* **Fragmento citado**:
────────
Al mismo tiempo, existe un cierto sector que piensa que como Dios es amor, al final todo el mundo se salvará, pese a todas las iniquidades cometidas. Discurramos con la mente del Creador y no con la nuestra. Si aceptásemos esta fórmula especialmente humanizada, ¿qué sería entonces de las grandes injusticias cometidas en la Historia? Sin duda, quedarían todas impunes. Resulta demasiado injusto reconocer que al final todos seremos salvos, con independencia de nuestros actos y decisiones. Esta idea que algunos defienden, sugiere la concesión de todo libertinaje, en el cual cada uno puede obrar conforme bien le plazca, ya que según parece la salvación está garantizada para todos, sin excepción. En los casos más descarados, otorga amplia licencia para desarrollar al máximo el potencial de maldad interno que el hombre posee… Si es verdad que Dios al final salvará a todos, ¿qué sentido tiene el bien y el mal en este confuso mundo? ¿Para qué sirve la fe en Dios? ¿Qué alcance lograría la justicia de Cristo? Tampoco la Revelación escrita de Dios tendría significado alguno.
────────
* **Extracto de datos**:

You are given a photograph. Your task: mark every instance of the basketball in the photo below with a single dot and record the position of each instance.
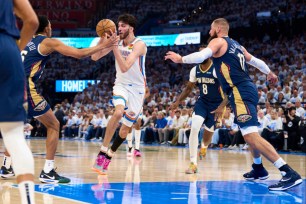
────────
* **Consigna planteada 1**:
Según el fragmento sobre la salvación universal, ¿qué pasaría con las grandes injusticias de la Historia si todos acabaran salvándose?
* **Consigna planteada 2**:
Prosigue el fragmento sobre la salvación universal a partir de su última oración.

* **Respuesta 1**:
Quedarían todas impunes.

* **Respuesta 2**:
Estamos de acuerdo en que Dios es amor, pero no olvidemos que también es justo, y por ello no puede mirar de reojo el grave pecado cometido por el hombre. En esto, la justicia de Dios ya está satisfecha en Jesucristo, quien recibió el castigo de nuestros pecados. Pero, veamos el asunto con sentido bíblico, pues aun cuando Cristo murió por todos, no significa que todos seremos salvos, ya que la acción histórica de entonces debe aplicarse espiritualmente hoy en el corazón del ser humano. Y para ello se requiere, como venimos insistiendo, de la aceptación individual de la obra de Cristo.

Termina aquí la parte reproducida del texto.